## Problem statement:
Recast the rows below as a numbered list, omitting any blank lines.

## Given information:
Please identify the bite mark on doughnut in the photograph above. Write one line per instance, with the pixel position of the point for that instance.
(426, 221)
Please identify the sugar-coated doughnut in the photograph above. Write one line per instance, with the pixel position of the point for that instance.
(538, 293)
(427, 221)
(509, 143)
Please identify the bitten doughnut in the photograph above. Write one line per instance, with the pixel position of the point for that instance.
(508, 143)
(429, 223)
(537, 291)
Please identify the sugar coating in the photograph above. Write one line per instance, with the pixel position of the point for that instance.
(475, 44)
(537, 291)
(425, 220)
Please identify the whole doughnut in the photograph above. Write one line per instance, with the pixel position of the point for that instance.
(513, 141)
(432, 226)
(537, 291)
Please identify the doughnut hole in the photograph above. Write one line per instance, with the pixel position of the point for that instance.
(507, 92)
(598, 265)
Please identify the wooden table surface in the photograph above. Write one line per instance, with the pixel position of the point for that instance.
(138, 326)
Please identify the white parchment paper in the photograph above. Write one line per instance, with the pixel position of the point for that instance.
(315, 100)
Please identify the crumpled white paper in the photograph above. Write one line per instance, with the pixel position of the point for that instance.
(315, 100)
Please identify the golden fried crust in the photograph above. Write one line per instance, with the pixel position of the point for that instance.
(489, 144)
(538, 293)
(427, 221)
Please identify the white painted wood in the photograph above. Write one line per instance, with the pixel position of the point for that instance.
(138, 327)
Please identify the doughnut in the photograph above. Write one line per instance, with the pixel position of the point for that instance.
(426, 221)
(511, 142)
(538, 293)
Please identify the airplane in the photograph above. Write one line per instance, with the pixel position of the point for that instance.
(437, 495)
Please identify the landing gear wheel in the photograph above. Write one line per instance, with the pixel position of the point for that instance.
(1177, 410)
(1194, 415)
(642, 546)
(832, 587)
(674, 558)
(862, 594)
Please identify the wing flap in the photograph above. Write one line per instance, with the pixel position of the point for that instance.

## Written response:
1. Please identify the bite mark on doughnut in the photograph above. Write one line per instance, with the pixel position of the point for that instance.
2. (426, 221)
3. Please identify the sugar-coated doughnut in the photograph above. Write one line per instance, with the pixel position of the point for that instance.
4. (538, 293)
5. (427, 221)
6. (509, 143)
7. Please identify the bitten doughnut in the photograph above. Write one line per instance, with the pixel position of the point for that instance.
8. (508, 143)
9. (429, 223)
10. (537, 291)
11. Please identify the sugar coating in the photograph above. Write one line per instance, with the pixel position of the point for that instance.
12. (475, 44)
13. (537, 291)
14. (425, 220)
15. Please identify the whole doughnut in the photograph above. Write one line per instance, with the pixel position of the point for that instance.
16. (513, 141)
17. (432, 226)
18. (537, 291)
19. Please identify the doughnut hole in the photograph above. Write one line per instance, with the pixel position of the point for that instance.
20. (507, 92)
21. (598, 265)
22. Please identify the wooden table surface in the photograph above. Write one line per instance, with the pixel position of the point for that instance.
23. (138, 326)
24. Please identify the white parchment paper in the photograph above. Write one line per instance, with the pixel position of the point for that instance.
25. (315, 100)
26. Please identify the crumpled white paper in the photograph above. Write one line per instance, with the pixel position of the point for that instance.
27. (315, 100)
28. Please identify the golden fried crust in the photograph above. Write one line per instance, with the pixel position of the point for that instance.
29. (489, 144)
30. (538, 293)
31. (427, 221)
32. Please identify the white painted wood in the photograph above. Write one line per instance, with the pixel position of the point for that instance.
33. (138, 327)
34. Please identify the doughnut in the photograph above. Write one line per instance, with the pixel position of the point for that instance.
35. (426, 221)
36. (511, 142)
37. (538, 293)
38. Please identify the airplane in the photograph above. Write one line per instance, with the pixel position of the point for that instance.
39. (437, 495)
40. Please identify the landing gear wheel in the photograph above. Write one line per instance, with the pixel position of the point for that instance.
41. (1177, 410)
42. (1194, 415)
43. (642, 546)
44. (832, 587)
45. (674, 558)
46. (862, 594)
47. Please identify the wing flap in the photograph above. Write one line per instance, with the pixel position of the point for that instance.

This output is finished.